Kurland and his co-author Ajith Harish have been arguing vehemently in a series of publications for a FSF-rich LUCA – not a minimal cell, but rather one packed with “three fourths of the unique protein domain-superfamilies encoded by extant genomes.” (As an aside, Kurland can be amusingly blunt in this talk; e.g., “Rational thought is not a tool among phylogenists, actually” – ouch.) This inference of a domain-rich LUCA, of course, raises the question of the origin, or mode of origin, of the starting FSF abundance.

In a 2015 paper, Kurland and Harish are characteristically blunt. What they call the “seductive” model of continuous movement through protein sequence space, promoted by (for instance) John Maynard Smith, during the dominance of gradualistic or classical neo-Darwinism, won’t work. Cells do not tolerate the transitional states required to span the sequence and functional distances between discrete FSFs, but use sophisticated housecleaning machinery to sweep them out:

Nevertheless, a problem not solved by the modular assembly of natural proteins remains. This is the issue raised by Maynard Smith [73] when he asked, “Are all existing proteins parts of the same continuous network, and if so, have they all been reached from a single starting point?” The answer that might have been attractive to molecular biologists in 1970 was that indeed there might have been one or a few ancestral proteins. But, that answer is not now so obvious given the lack of homology between different SFs.

Of course, the epistatic editing system is made up of proteins and that system or pathway may not have evolved before the ancestral cohort of circa 1500 SFs belonging to MRUCA’s SF repertoire had evolved. In that eventuality, three fourths of all the extant SFs in modern genomes may have evolved under conditions in which SFs with sequence homology to other SF-coding sequences were tolerated. Presumably, this tolerance could be maintained until a minimum diversity of functions had evolved in the SF repertoire [52]. After that minimum diversity of SFs was attained, the fitness of the ancestral cells might have been improved by the implementation of the epistatic editing system. That is to say, the epistatic editing system may not have laundered the proteins evolving during an earlier period of cellular life.

During this putative earlier epoch the rates of evolution of novel proteins may have been much more rapid than in modern times precisely because the editing of misfolded proteins was minimal. Of course the cost of such facile structural evolution is more frequent cellular accidents due to aggregation of misfolded protein.

#####

Rewrite everything from "Kurland and his" down to "starting FSF abundance." in the passage on protein superfamilies, changing each "LUCA" to "last universal common ancestor".

DATA FOR ANALYSIS —
#####

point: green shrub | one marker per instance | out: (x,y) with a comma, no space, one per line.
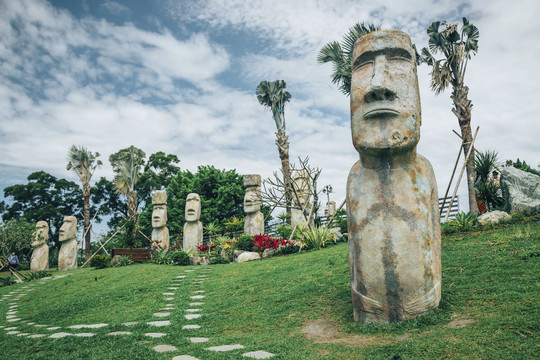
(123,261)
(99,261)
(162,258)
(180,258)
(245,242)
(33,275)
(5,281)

#####

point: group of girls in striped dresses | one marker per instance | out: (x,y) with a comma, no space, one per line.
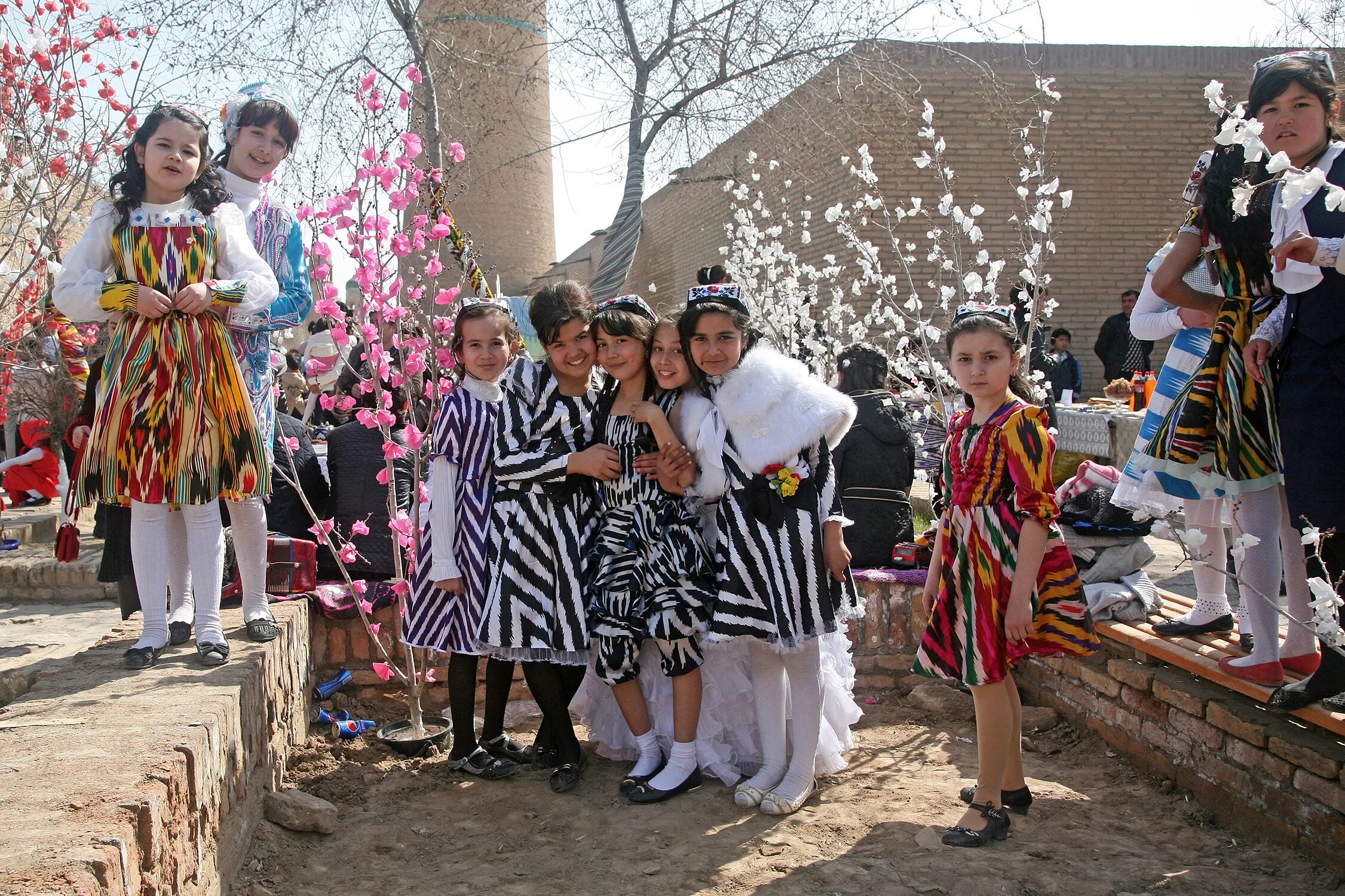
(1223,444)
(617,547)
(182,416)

#####

RESPONSE AREA —
Kurland and his co-author Ajith Harish have been arguing vehemently in a series of publications for a FSF-rich last universal common ancestor – not a minimal cell, but rather one packed with “three fourths of the unique protein domain-superfamilies encoded by extant genomes.” (As an aside, Kurland can be amusingly blunt in this talk; e.g., “Rational thought is not a tool among phylogenists, actually” – ouch.) This inference of a domain-rich last universal common ancestor, of course, raises the question of the origin, or mode of origin, of the starting FSF abundance.